**Source extract**.
I want you to test it!

No hobbyist sound be without a good test kit. While you may not use it on a daily basis, it’s always in the fish’s best interest for you to have one on hand and know the parameters of your tank.

There are many different types of testing kits available for the hobbyist today. One of the most common and most accurate in this authors opinion are the drop tests. These test come with a glass vial used to measure out a pre-defined amount of water (usually 5mL), bottles of testing solution, and a color chart to read the results. This is an easy to use test, its cheap to buy, and can last quite a while depending on how often you use it, and can be the most accurate for the price. The testing solutions can, and do go bad after a while, and it is probably best to replace them at least every two years to ensure that you get the most accurate results.

**Work task 1**.
According to the aquarium test kit passage, how often should the testing solutions be replaced?
**Work task 2**.
Return the part of the aquarium test kit passage starting at "No hobbyist sound" and ending at "most accurate results.".
The lines have no connection to the passage about aquarium test kits.

(Point-per-instance localization records)
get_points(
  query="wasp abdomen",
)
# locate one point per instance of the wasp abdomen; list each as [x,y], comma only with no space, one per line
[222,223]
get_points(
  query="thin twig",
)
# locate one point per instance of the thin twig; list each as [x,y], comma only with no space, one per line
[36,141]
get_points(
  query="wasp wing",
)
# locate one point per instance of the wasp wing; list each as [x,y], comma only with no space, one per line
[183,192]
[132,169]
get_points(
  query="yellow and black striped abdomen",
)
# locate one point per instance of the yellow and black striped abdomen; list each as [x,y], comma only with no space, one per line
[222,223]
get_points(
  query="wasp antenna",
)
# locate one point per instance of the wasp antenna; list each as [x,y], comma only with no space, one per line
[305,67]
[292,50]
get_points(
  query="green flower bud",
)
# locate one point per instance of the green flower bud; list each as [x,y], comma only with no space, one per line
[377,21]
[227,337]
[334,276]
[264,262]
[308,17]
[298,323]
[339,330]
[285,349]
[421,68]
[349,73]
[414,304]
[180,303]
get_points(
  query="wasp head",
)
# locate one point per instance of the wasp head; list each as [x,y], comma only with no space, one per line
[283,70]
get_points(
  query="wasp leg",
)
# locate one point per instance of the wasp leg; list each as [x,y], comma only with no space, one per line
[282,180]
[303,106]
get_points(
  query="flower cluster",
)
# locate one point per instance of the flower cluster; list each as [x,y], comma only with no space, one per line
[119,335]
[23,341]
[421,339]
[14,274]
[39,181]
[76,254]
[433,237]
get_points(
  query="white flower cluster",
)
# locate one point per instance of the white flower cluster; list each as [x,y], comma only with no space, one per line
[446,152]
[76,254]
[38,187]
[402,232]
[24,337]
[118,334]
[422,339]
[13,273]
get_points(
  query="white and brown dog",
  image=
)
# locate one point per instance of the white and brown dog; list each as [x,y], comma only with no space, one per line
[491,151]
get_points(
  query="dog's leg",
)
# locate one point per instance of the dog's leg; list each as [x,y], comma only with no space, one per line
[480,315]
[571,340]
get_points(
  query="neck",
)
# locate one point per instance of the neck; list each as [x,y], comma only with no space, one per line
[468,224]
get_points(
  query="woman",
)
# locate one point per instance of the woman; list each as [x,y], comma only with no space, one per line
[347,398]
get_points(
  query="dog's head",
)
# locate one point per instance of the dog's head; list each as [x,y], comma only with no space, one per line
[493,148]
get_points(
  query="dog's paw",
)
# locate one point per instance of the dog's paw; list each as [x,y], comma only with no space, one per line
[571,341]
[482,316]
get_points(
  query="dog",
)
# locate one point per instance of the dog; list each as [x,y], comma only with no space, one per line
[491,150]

**Task answer 1**.
At least every two years.

**Task answer 2**.
No hobbyist sound be without a good test kit. While you may not use it on a daily basis, it’s always in the fish’s best interest for you to have one on hand and know the parameters of your tank.

There are many different types of testing kits available for the hobbyist today. One of the most common and most accurate in this authors opinion are the drop tests. These test come with a glass vial used to measure out a pre-defined amount of water (usually 5mL), bottles of testing solution, and a color chart to read the results. This is an easy to use test, its cheap to buy, and can last quite a while depending on how often you use it, and can be the most accurate for the price. The testing solutions can, and do go bad after a while, and it is probably best to replace them at least every two years to ensure that you get the most accurate results.